▶ **Supplied passage**
——
Now here’s an unusual find in the cathedral grounds


Well, yes, it’s a tree, with some quite pretty blooms that are too far away to see properly. And there are big khaki pods, also too far away to see properly, some of which are splitting with white cotton fibre spilling out. It’s a silk floss tree, related to the better known kapok tree whose fibres are also used commercially for stuffing. What you also can’t see is the spikey bark, one of just a few trees in the world with this sort of protection.

Below is a close-up. The spikes are a good two inches long and razor sharp. I shouldn’t think they get too many drunks lurching against these of an evening.


So an unscheduled but interesting morning visit. We had a less interesting pizza for lunch, and then on to the Neapolis, a large archaeological park, in the afternoon. That’s another blog.














































































































Friday 10 January 2014

Jan 7th: Noto


In 1693 the whole of this south eastern part of Sicily was devastated by an earthquake. A few towns were rebuilt very quickly, courtesy of rich patrons who employed top architects and designers. The town of Noto is the best preserved of these and as such is a tourist showpiece. This church and convent is an example from the main street.


All the buildings in town are in the Baroque style. What’s Baroque, you ask? It’s an ornate design style much used between 1600 and 1830 in Europe, and also exported to European colonies. The internet is so useful.

The recent restorations here make some of the buildings look new, like the cathedral coming up next. The dome collapsed in 1998 so that part of it is actually new. I suppose it’s a fine point as to how much something can be restored and still claim to be essentially the original, like that excellent  brush you had that had three new heads and two new handles.


The detail is almost more impressive than the grand scale edifices. The carvings on the balcony supports all along this street are exquisitely intricate. This particular balcony is held up by five lions, all in slightly different poses. None of the lions’ faces looks very happy, especially the one nearest, on the corner.  Oh no, not dry bones again!


Presumably due to the time of year practically everything was closed, so we had a lovely wander through the town, but didn’t go inside any buildings. It’s on different levels so our walk would unexpectedly reveal a fountain or a building as in the final photo selection.




The last one was a palace that is now the Town Hall. They know how to treat their public servants round here.



























































































































































Sunday 5 January 2014

Jan 2nd: Siracusa

In the UK this city is known by its ancient name of Syracuse. The oldest part is a small island just offshore, founded in 733 BC by the Greeks. Being an island it was easy to defend. It had two excellent harbours and fertile land on the mainland. With these advantages the settlement grew and prospered, and within 100 years was a thriving major city.

This is one of the harbours today, with no raiding parties in sight: the pirates are already on shore laying siege to the tourists.


A few more centuries on and Siracusa had become one of the principal Mediterranean powers. In keeping with this wealth and influence some splendid buildings were constructed, e.g. the Temple of Athena in 485 BC. Little normally survives of anything that old due to decay, earthquakes (in this part of the World), and pillaging of the building materials.
However, here is an exception: the temple of Athena was incorporated into an early Christian church, so protecting it. It is visible today as part of that structure that has itself been further modified many times. The arches are Norman, through which the temple columns are visible. It is now the Duomo (cathedral) of Siracusa, and the effect is unique.


To give an idea of how huge these temple columns are, the next photo shows a person walking at the far end of the aisle.
——
▶ **Data lines**
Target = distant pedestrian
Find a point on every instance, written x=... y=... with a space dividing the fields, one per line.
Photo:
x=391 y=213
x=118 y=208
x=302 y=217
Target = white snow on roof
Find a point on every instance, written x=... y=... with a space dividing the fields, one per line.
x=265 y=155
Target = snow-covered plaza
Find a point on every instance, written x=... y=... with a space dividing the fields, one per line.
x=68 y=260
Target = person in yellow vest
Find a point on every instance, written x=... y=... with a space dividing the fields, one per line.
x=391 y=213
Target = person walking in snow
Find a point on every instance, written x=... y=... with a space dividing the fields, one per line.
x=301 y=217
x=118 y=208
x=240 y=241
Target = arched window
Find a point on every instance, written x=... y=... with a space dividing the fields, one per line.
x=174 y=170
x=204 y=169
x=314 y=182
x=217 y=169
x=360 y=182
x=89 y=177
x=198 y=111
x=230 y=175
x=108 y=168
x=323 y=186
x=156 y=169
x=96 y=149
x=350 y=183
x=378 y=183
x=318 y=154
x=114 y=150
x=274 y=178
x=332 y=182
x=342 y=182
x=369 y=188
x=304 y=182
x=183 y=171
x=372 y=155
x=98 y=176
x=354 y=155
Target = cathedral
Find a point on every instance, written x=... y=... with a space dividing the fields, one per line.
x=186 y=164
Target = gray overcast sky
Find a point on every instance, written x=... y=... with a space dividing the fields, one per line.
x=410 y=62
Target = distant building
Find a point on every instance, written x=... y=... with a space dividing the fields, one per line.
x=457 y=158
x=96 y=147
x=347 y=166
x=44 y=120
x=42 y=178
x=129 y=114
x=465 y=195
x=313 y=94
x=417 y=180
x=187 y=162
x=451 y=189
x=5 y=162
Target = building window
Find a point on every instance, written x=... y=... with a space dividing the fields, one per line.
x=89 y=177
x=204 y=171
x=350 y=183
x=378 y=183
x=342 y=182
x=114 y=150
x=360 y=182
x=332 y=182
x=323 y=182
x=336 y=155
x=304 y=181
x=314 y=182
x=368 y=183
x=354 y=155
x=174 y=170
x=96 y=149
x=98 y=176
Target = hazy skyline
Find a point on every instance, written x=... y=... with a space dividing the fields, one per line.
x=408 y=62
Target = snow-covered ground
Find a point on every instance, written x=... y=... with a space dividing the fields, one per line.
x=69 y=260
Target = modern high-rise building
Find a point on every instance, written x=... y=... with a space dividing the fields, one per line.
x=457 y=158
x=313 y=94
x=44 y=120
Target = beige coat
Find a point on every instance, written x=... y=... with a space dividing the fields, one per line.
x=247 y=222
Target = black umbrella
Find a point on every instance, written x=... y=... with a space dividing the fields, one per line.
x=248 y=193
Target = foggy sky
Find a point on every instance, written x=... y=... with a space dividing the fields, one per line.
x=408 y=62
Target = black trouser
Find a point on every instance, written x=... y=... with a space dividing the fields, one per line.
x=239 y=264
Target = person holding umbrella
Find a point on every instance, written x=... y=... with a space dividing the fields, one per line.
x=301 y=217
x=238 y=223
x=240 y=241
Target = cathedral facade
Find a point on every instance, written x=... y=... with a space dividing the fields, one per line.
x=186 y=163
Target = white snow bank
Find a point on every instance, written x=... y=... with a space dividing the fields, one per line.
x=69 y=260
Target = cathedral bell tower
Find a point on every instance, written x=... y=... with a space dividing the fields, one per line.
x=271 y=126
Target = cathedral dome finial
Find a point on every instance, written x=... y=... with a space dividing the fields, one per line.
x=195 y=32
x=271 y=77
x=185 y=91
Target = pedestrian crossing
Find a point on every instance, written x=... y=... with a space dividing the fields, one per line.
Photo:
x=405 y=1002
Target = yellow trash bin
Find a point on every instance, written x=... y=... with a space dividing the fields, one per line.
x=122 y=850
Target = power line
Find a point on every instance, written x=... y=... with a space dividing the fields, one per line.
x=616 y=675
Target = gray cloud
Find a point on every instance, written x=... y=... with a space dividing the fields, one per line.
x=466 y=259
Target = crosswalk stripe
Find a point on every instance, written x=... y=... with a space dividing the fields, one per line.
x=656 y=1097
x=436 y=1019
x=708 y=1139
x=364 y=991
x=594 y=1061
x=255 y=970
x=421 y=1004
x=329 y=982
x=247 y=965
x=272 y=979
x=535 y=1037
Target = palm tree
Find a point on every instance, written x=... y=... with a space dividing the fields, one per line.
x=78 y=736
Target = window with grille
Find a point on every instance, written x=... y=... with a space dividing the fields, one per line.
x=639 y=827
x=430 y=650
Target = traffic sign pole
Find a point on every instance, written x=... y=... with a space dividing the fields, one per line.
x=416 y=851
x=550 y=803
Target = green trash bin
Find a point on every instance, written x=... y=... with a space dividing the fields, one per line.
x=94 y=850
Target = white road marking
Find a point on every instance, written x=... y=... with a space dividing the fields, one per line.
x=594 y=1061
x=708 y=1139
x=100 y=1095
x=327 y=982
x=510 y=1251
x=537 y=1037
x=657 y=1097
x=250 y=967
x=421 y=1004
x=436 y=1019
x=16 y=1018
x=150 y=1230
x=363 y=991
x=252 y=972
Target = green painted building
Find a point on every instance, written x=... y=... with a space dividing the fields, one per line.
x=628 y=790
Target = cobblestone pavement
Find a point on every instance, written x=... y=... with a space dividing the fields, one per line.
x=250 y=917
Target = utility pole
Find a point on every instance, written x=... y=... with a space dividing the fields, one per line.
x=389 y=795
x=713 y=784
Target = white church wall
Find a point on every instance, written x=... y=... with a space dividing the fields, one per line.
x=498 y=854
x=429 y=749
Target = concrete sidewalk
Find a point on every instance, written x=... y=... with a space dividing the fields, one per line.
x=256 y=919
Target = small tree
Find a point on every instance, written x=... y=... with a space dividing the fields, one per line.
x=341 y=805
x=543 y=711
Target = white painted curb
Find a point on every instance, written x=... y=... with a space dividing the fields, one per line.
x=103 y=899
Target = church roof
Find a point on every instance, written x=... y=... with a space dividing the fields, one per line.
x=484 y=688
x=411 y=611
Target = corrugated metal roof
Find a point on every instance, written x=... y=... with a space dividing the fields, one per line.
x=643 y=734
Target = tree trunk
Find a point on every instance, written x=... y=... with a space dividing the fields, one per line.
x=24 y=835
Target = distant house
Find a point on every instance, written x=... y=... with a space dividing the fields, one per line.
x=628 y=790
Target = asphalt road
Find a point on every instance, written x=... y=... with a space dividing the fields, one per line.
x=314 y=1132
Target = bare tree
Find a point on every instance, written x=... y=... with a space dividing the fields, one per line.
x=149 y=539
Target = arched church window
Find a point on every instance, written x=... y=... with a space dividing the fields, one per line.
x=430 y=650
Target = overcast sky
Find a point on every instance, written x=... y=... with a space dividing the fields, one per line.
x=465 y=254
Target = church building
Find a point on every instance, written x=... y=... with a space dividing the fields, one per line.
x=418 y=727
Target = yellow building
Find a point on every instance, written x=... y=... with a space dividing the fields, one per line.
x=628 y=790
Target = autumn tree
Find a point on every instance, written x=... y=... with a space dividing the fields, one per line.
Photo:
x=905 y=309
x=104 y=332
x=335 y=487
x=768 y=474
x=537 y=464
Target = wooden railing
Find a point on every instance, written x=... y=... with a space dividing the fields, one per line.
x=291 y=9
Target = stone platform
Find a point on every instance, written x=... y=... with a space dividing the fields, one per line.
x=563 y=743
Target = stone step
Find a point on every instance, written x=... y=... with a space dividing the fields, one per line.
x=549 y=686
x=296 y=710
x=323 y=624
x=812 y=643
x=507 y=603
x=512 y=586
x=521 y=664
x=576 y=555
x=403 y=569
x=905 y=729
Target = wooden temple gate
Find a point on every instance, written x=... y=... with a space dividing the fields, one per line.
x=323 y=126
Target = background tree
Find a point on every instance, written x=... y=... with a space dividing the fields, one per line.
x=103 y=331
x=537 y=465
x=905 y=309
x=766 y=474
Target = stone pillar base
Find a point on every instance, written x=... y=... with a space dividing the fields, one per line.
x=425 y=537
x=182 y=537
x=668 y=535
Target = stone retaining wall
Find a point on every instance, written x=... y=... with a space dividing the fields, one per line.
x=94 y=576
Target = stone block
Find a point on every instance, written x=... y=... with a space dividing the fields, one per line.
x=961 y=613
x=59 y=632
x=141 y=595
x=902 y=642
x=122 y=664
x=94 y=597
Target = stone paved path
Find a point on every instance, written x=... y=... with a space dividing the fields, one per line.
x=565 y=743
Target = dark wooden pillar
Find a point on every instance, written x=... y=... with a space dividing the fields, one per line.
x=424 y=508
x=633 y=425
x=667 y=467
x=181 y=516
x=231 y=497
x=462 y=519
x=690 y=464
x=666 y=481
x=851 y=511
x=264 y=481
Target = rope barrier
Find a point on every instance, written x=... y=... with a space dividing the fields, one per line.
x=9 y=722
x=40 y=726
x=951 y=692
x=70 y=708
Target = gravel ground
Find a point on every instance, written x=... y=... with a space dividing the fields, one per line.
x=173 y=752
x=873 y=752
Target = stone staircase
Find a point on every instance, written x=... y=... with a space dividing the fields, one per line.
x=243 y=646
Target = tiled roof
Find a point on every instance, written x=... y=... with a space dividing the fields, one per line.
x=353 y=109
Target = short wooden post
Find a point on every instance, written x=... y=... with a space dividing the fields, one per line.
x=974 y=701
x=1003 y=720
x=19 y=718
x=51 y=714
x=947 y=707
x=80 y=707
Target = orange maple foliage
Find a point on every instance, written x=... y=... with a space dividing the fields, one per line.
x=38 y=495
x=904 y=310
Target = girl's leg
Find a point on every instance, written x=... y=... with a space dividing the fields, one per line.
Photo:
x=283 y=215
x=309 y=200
——
▶ **Objectives**
(1) State how many lines of the records contain the string "person", with case counting. Give only the number.
(2) Write the next part of the Sicily travel blog, starting after its final sentence.
The Sicily travel blog and the records have no connection to each other.

▶ **Answer set**
(1) 3

(2)
The cathedral is dedicated to a local saint, Santa Lucia, who is the patron saint of eyes, as her eyes were put out as part of her martyrdom.
Outside the cathedral, the square is enclosed by elegant classical style buildings, but it looks kind of bare and empty, as if it could do with a street market or a demo to bring it to life.


The island is now connected by several bridges to the modern city of Siracusa and isn’t just a museum and monuments area: there are shops, hotels and dwellings. I do like these typical Italian houses with typical lines of washing. I bet even Berlusconi hangs his smalls out to dry on the balcony of his luxury penthouse.


Now back on the tourist trail, to the Fountain of Arethusa, they say the most romantic spot on the island. It is a fresh water spring built by the Greeks and named after the nymph Arethusa who, according to legend, was transformed into this spring by the goddess Artemis. What a waste of a good nymph! Obviously she had a far-reaching reputation for purity as Nelson took on his fresh water from here before the Battle of the Nile.


After a mediocre tourist snack at the café opposite the fountain (now what else would we be expecting) we left by the 15th century Porta Marina, the ancient entrance gate from the town to the port. 15th century actually doesn’t seem that old after going back to the island’s Greek roots.


There must be few places with a continuously recorded history going back 2,700 years, so our visit was an interesting experience. Will the planet’s inhabitants be similarly entranced, in 2,700 years’ time, when the scooters in the foreground have been dredged up from the silt in the harbour and are on public display?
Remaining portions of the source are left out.